### EXCERPTED TEXT
The CO2 concentration within the flue gas output from the at least one PGTE 6 and/or from the acid gas removal unit 10 can be relatively low for purposes of CO2 capture. For example, there can be a CO2 concentration of 15 vol % CO2 in the flue gas, a CO2 concentration in the range of 15 vol % to 75 vol % CO2 in the flue gas, or a CO2 concentration in the range of 10 vol % to 75 vol % CO2 in the flue gas. In some applications, the CO2 in the flue gas can be a CO2 concentration in the 10 vol % to 20 vol % range, or 12 vol % to 25 vol % range or be greater than the vol % range, for example.

The flue gas output from the one or more heat exchangers 9 or acid gas removal unit 10 can be subsequently processed for CO2 capture. In the embodiments of FIGS. 1 and 2, the flue gas output from the one or more heat exchangers 9 or acid gas removal unit 10 can be split into at least a first portion and a second portion. The first portion of the flue gas can be passed to a CO₂ capture unit 15 for CO₂ capture and a second portion of the flue gas can be passed to at least one condenser 11a of a CO₂ liquefaction system 11 for condensing of CO₂ of the flue gas of the second portion of the flue gas to form a liquid CO₂ stream. Non-condensed vapor output from the at least one condenser 11a can be passed to a stack 19 for emission to atmosphere via the vapor conduit 11b. A fan 20 can be connected to a non-condensed vapor conduit 11b connected between the stack 19 and the one or more condensers 11a to help facilitate the flow of the non-condensed vapor output from the at least one condenser 11a to the stack 19. The liquid CO₂ that is output from the one or more condensers 11a can be fed to a pipeline for transport or can be fed to a vessel for storage and subsequent transport or for storage for sequestration.

### INFORMATION PROVIDED
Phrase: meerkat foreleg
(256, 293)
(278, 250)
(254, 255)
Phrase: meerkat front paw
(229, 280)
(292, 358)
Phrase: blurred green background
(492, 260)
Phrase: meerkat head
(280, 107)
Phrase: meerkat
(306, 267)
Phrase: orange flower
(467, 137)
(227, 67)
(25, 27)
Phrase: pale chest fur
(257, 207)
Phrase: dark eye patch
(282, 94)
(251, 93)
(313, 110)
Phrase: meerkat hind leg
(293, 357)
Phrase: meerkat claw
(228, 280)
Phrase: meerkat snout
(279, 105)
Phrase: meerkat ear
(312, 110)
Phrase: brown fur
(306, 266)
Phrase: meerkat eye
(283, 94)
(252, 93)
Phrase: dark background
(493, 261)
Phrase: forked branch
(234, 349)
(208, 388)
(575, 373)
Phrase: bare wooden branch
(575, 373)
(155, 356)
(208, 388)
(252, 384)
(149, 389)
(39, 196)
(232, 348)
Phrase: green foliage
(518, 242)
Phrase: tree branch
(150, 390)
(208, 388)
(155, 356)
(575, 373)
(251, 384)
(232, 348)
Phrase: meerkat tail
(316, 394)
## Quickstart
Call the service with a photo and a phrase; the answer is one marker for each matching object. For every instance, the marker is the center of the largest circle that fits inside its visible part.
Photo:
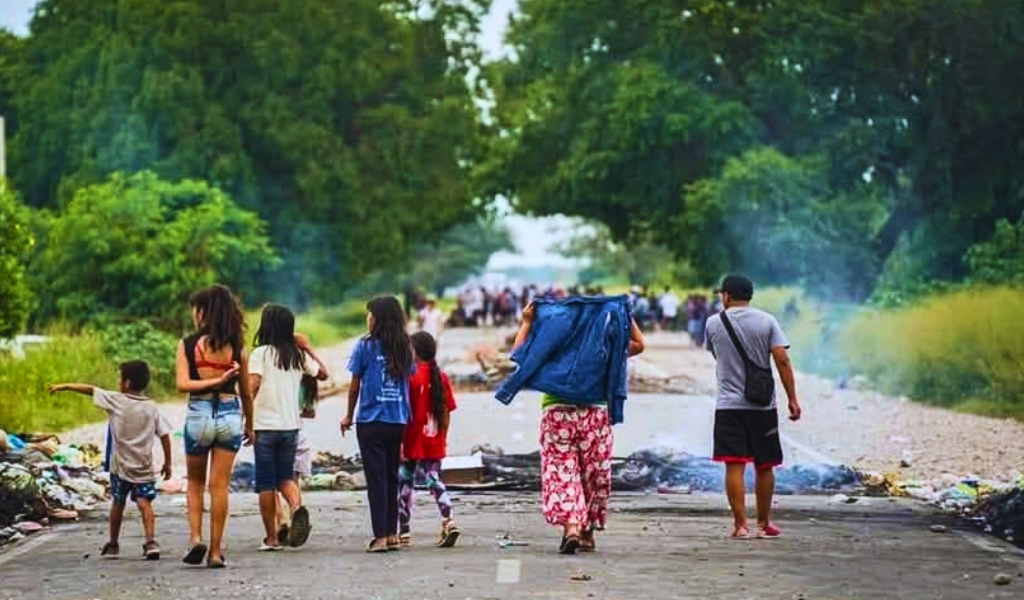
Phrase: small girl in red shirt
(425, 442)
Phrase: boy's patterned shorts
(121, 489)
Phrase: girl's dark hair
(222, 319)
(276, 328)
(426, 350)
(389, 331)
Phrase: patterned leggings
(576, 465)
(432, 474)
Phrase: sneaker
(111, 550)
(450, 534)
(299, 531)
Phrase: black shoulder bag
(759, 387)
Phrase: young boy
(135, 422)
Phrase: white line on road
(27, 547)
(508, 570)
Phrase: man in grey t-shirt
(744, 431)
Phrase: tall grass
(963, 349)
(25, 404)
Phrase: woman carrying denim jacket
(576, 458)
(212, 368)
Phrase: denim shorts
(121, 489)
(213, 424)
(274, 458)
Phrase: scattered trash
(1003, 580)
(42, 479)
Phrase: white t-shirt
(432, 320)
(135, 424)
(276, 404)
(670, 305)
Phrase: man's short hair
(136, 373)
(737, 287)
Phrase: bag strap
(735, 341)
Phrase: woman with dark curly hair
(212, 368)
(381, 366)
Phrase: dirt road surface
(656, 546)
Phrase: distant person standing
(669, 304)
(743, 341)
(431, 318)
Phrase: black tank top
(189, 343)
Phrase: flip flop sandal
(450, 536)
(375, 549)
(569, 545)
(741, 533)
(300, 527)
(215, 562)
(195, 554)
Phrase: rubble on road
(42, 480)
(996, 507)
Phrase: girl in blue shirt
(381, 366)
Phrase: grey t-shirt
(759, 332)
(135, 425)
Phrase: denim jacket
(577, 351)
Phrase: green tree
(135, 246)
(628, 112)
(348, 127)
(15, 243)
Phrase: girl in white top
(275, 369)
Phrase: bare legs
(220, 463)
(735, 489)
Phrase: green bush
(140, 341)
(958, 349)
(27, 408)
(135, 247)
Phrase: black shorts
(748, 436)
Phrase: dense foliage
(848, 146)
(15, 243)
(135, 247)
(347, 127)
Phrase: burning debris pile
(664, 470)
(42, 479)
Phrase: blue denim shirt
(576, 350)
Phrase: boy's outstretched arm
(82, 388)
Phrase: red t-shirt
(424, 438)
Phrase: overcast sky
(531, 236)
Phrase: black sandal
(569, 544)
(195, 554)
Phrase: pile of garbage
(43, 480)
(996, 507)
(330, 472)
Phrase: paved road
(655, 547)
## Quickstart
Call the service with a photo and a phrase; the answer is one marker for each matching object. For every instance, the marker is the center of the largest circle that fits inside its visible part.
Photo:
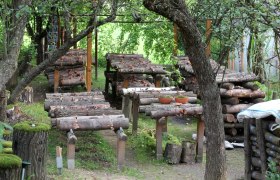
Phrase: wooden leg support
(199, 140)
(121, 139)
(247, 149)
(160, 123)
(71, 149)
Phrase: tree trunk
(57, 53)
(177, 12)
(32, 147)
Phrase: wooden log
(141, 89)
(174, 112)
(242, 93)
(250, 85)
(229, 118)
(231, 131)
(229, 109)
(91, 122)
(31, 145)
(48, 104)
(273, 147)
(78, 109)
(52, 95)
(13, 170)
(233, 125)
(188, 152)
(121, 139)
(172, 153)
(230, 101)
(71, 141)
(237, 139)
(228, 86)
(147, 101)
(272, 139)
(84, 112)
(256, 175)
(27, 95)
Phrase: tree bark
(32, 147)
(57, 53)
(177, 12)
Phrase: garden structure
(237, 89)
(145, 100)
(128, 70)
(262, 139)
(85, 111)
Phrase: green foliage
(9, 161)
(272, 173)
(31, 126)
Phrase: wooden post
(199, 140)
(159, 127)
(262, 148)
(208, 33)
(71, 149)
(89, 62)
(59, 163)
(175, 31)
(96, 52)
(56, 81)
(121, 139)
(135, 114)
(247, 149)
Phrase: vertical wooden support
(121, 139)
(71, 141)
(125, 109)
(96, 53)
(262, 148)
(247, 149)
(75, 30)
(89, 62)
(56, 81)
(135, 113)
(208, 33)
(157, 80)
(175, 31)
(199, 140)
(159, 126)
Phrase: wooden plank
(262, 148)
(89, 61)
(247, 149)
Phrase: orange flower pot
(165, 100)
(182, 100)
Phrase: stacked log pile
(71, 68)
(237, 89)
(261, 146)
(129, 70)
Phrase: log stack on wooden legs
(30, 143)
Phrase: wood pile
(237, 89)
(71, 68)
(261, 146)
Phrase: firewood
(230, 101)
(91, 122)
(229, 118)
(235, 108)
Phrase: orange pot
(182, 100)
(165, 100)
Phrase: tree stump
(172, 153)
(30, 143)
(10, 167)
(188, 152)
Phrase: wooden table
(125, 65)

--

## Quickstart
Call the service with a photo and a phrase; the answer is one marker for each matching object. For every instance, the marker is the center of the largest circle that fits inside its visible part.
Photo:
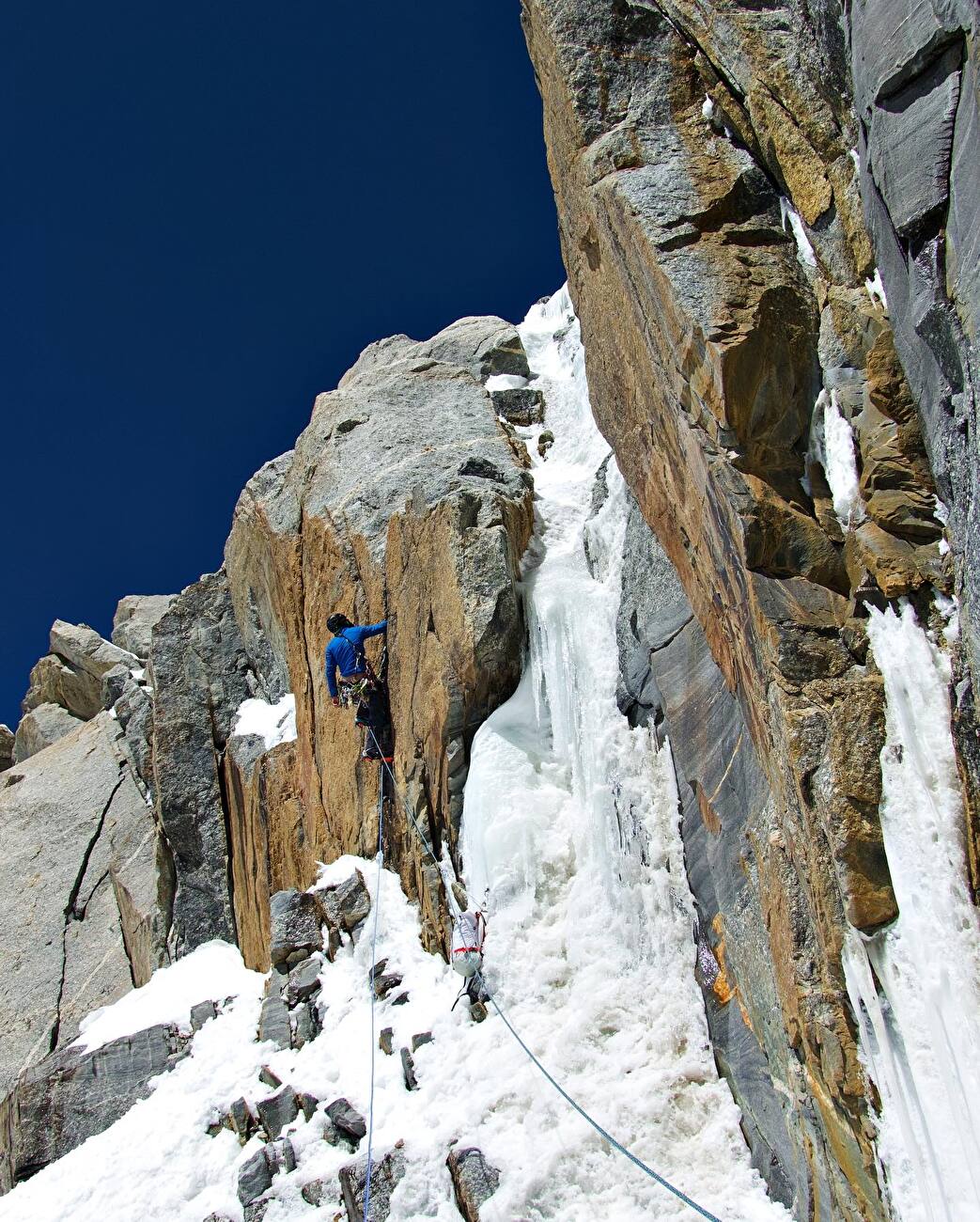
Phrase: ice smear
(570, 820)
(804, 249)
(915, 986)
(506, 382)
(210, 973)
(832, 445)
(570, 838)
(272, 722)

### GIVEN REQUEST
Rewrite the stretch of the CO2 capture text from "The CO2 concentration" through "range, for example.", replacing "flue gas" with "exhaust gas" each time it occurs. Nothing in the listing matters here.

### EXERCISE ANSWER
The CO2 concentration within the exhaust gas output from the at least one PGTE 6 and/or from the acid gas removal unit 10 can be relatively low for purposes of CO2 capture. For example, there can be a CO2 concentration of 15 vol % CO2 in the exhaust gas, a CO2 concentration in the range of 15 vol % to 75 vol % CO2 in the exhaust gas, or a CO2 concentration in the range of 10 vol % to 75 vol % CO2 in the exhaust gas. In some applications, the CO2 in the exhaust gas can be a CO2 concentration in the 10 vol % to 20 vol % range, or 12 vol % to 25 vol % range or be greater than the vol % range, for example.